> [Goal]
Copy the entries from the line containing "the stone bar" through the end of the entries, switching "shirt collar" to "shirt neckline" and leaving everything else unchanged.

> [Object position labeling entries]

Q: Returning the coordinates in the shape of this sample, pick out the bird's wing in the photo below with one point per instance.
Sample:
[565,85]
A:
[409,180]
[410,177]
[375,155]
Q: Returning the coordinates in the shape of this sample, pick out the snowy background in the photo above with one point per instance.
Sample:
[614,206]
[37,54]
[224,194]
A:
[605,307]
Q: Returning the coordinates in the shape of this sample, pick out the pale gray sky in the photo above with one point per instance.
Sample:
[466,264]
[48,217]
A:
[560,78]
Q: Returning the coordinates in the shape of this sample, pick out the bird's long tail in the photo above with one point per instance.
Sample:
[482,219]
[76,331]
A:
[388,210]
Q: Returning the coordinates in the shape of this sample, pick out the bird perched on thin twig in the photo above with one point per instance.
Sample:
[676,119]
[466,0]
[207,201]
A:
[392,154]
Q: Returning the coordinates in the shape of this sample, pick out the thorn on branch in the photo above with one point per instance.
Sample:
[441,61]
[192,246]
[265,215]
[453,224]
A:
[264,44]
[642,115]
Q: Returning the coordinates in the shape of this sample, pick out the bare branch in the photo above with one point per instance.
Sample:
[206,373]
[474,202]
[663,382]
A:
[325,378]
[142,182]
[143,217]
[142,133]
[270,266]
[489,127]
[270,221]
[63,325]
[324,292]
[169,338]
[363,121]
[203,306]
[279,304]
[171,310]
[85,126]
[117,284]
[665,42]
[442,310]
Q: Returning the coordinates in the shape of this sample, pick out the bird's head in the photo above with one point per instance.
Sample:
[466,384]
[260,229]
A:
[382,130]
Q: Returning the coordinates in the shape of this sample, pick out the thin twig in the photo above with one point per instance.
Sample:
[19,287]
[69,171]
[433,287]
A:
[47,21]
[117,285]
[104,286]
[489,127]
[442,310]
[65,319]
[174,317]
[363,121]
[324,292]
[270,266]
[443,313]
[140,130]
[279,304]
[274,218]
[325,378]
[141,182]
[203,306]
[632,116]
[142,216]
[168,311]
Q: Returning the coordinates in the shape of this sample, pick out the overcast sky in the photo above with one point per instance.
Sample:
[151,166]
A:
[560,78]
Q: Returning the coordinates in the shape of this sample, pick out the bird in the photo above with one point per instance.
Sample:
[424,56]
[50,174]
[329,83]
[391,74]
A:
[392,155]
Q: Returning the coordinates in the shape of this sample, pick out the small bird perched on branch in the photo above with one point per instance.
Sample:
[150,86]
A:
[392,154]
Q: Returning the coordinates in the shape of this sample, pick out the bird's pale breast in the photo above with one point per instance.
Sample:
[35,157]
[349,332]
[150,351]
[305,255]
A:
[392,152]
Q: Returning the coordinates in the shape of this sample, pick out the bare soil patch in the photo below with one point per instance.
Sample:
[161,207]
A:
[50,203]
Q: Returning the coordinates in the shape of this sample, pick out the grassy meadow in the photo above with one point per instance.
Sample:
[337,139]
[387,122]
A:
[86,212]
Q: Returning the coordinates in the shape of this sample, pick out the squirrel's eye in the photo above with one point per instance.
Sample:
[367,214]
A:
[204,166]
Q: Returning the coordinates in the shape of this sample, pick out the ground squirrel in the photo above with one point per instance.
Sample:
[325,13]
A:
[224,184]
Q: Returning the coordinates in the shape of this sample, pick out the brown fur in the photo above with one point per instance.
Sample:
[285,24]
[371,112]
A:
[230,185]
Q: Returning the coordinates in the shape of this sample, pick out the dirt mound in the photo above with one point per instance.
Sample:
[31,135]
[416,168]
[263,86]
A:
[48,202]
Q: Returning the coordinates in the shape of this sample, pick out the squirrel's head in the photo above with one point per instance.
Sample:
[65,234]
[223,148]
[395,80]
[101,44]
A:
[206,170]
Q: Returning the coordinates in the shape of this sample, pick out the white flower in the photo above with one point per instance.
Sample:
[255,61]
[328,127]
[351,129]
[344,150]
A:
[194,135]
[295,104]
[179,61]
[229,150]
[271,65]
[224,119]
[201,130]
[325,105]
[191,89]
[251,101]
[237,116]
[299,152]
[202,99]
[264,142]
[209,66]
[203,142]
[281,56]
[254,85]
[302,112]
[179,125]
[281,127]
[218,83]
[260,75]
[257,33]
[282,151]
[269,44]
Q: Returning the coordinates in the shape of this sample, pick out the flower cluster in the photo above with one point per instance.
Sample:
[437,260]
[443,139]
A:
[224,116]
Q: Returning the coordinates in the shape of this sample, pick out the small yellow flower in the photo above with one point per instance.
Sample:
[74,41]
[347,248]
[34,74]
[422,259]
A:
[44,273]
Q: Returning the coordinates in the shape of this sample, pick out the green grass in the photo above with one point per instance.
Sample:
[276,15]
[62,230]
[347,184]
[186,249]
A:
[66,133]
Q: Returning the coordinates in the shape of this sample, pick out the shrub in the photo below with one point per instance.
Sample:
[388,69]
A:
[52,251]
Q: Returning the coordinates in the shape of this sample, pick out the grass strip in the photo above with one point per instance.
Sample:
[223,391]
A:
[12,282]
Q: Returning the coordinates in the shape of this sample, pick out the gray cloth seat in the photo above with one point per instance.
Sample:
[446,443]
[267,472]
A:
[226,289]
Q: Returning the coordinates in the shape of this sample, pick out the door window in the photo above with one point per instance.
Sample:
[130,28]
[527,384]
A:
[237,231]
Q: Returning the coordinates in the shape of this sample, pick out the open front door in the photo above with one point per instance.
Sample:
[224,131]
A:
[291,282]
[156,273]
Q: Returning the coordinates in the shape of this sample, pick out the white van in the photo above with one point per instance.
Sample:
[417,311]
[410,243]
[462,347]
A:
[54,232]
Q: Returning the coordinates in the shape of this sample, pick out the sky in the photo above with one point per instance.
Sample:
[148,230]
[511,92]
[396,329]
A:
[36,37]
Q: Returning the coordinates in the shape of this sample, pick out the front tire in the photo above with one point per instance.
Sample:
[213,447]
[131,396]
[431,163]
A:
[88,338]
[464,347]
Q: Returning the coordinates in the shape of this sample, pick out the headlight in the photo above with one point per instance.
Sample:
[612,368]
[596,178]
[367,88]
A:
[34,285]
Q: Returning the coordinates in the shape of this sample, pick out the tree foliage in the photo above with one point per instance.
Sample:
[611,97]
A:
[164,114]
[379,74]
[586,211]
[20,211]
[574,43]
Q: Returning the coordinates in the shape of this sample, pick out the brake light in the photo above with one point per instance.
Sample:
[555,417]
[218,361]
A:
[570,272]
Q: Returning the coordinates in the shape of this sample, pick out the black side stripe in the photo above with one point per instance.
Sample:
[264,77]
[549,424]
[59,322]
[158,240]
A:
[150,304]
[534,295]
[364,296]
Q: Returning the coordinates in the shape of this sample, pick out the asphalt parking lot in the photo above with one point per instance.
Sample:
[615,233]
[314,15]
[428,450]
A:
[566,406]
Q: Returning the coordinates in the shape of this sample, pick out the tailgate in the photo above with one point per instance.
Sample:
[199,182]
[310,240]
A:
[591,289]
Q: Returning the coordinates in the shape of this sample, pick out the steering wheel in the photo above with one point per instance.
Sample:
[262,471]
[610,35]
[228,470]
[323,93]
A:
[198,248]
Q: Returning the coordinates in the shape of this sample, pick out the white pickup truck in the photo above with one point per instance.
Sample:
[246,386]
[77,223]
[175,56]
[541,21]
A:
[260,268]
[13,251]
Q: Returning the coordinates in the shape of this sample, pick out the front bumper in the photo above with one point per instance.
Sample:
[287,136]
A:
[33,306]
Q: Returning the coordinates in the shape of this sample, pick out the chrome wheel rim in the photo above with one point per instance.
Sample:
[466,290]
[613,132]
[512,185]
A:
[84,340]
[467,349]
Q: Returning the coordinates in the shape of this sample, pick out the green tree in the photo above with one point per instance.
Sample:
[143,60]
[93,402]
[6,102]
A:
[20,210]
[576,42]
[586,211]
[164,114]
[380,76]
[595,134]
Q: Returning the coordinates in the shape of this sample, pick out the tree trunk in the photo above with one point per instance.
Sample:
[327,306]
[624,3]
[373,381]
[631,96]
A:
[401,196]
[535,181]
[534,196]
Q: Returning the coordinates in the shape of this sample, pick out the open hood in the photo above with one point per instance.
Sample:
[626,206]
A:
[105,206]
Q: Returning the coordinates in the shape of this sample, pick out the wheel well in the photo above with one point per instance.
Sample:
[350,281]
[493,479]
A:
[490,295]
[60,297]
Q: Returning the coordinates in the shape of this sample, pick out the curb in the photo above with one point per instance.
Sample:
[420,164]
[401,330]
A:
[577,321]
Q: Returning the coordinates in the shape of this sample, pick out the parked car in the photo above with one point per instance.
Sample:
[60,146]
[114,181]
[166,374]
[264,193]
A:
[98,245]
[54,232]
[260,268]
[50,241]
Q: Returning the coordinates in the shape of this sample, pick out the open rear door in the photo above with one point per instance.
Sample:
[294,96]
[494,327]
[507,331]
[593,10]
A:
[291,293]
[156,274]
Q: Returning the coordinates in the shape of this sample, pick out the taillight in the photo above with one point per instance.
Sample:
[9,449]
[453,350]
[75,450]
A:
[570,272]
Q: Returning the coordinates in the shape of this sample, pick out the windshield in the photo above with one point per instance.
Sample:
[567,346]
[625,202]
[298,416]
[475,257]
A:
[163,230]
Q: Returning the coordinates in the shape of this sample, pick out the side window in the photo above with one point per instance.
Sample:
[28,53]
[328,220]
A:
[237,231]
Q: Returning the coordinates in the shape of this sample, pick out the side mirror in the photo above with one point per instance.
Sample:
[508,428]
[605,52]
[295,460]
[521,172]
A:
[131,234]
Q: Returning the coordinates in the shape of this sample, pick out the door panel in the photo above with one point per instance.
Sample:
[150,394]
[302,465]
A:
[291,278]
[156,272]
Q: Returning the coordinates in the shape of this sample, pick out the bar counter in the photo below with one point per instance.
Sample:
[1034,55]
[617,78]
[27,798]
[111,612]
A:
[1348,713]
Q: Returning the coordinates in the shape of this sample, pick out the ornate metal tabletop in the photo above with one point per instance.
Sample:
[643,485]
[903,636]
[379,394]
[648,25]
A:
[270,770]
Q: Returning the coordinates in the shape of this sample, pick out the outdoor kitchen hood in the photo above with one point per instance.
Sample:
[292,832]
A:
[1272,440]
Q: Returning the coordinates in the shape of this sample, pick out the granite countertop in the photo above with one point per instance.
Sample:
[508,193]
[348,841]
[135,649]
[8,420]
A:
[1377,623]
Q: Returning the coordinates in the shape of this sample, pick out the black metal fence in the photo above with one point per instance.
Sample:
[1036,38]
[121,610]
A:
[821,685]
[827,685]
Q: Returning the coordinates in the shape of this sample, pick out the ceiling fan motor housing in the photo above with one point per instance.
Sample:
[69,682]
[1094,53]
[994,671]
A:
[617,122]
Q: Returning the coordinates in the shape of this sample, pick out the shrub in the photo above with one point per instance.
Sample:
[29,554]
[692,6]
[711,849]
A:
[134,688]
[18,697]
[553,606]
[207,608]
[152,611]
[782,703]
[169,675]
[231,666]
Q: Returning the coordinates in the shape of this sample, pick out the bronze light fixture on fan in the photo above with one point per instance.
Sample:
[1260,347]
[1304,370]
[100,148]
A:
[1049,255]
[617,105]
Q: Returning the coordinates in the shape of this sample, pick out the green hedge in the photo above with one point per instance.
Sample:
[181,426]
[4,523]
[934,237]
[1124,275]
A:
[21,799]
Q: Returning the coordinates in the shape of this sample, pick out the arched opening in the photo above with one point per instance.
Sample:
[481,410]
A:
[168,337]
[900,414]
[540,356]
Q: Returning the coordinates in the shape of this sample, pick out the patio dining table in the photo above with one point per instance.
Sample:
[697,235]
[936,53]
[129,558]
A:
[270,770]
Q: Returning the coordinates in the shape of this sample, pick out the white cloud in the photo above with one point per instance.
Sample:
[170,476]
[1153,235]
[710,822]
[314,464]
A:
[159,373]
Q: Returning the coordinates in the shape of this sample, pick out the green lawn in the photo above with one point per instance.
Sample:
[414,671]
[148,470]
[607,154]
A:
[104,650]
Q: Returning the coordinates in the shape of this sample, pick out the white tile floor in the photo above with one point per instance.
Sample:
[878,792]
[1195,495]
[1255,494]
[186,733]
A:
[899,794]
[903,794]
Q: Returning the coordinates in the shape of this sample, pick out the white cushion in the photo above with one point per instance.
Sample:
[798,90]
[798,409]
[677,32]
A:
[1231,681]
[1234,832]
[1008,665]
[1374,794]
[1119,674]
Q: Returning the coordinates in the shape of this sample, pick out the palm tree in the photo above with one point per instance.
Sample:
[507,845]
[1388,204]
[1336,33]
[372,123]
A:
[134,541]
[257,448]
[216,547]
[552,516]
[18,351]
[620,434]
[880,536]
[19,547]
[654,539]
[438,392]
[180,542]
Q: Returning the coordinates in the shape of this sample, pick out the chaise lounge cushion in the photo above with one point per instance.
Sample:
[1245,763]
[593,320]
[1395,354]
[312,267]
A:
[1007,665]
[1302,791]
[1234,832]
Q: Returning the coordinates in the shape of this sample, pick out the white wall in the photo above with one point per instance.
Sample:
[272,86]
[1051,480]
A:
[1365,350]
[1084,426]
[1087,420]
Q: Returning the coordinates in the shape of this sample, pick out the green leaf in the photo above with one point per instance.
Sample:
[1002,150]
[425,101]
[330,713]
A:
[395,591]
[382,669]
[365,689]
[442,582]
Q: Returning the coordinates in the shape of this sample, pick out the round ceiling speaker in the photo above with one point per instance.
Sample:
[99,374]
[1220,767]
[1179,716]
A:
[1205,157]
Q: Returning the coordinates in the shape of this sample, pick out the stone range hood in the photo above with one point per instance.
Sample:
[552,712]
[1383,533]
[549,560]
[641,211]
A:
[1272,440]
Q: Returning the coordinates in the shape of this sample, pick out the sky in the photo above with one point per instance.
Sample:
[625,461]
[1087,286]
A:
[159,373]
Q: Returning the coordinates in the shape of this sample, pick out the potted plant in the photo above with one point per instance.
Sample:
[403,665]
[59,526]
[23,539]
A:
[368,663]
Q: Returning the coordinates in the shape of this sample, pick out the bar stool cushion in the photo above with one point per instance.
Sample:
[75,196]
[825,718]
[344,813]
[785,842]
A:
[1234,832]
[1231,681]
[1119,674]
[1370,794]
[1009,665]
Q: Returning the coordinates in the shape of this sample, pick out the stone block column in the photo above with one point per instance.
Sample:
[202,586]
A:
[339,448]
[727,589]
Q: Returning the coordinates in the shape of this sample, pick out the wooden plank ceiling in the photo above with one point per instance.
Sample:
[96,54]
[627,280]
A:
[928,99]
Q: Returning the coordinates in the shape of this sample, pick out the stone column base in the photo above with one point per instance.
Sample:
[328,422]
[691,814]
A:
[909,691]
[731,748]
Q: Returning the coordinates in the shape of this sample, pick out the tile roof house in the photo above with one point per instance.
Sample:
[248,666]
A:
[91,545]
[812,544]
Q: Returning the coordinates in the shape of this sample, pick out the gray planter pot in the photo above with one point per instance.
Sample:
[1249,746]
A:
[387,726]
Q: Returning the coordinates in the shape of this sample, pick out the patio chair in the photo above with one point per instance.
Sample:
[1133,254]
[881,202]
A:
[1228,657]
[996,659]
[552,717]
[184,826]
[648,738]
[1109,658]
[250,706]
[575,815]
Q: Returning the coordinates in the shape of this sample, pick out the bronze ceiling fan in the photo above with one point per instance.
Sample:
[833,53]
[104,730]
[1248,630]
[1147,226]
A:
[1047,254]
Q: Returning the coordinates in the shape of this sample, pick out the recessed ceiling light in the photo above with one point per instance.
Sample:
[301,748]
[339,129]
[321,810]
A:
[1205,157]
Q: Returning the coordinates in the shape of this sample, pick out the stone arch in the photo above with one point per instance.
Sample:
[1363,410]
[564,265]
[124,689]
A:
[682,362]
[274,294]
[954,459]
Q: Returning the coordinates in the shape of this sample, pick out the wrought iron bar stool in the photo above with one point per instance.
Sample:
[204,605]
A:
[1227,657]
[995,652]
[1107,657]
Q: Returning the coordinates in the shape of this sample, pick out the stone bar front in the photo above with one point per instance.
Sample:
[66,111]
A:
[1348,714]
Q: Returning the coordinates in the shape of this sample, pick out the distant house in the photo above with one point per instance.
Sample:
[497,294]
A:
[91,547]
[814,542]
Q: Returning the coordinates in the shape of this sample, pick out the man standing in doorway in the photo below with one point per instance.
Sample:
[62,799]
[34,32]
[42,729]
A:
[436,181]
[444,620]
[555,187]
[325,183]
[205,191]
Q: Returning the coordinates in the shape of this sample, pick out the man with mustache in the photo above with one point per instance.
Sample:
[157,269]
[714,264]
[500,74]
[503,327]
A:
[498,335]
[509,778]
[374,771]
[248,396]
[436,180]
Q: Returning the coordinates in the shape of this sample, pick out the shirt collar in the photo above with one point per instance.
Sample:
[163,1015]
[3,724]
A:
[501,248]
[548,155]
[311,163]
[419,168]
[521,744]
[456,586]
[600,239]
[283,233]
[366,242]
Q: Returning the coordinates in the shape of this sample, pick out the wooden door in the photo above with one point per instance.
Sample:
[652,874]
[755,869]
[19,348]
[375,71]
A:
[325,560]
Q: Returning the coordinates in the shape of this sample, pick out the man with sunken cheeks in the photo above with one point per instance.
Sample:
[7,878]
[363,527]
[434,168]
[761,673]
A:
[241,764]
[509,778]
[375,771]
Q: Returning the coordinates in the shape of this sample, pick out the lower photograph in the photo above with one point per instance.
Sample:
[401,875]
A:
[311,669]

> [Reply to the exercise]
Q: Returning the coordinates in the shape of this sample, pick out the stone bar front in the photo above with one point per instance.
Sample:
[66,111]
A:
[1348,714]
Q: Returning the coordinates in the shape of this sample, pick out the distant house in the photo above with one point per instance.
Sample:
[497,294]
A:
[91,547]
[814,542]
Q: Returning the coordinates in the shape of this sample, pick out the man standing in doorway in the photo below with one point per instance.
Sample:
[62,799]
[34,32]
[42,729]
A:
[436,181]
[444,620]
[555,187]
[325,183]
[205,191]
Q: Returning the coordinates in the shape of this sample, pick out the man with mustache in the photo above with one point per instance.
Sample:
[157,269]
[714,264]
[500,74]
[503,327]
A:
[498,335]
[509,778]
[374,771]
[248,396]
[436,180]
Q: Returning the coordinates in the shape of this sample, pick out the shirt neckline in the photo above with one point per instance.
Sample:
[163,1015]
[3,724]
A:
[501,248]
[548,155]
[311,163]
[419,168]
[521,744]
[456,586]
[600,239]
[283,233]
[366,242]
Q: Returning the coordinates in the shape of this sample, pick out the wooden door in the photo above with one point per instance.
Sample:
[652,874]
[755,869]
[19,348]
[375,71]
A:
[325,560]
Q: Returning the coordinates in the shape of this sample, pick out the man with sunken cheeks in the photo above with one point per instance.
Sample:
[7,878]
[363,527]
[434,168]
[761,673]
A:
[241,764]
[509,778]
[375,771]
Q: Returning the coordinates in the shape of this sample, pick out the lower photograph in the photo above with one point per instance.
Sample:
[401,875]
A:
[311,669]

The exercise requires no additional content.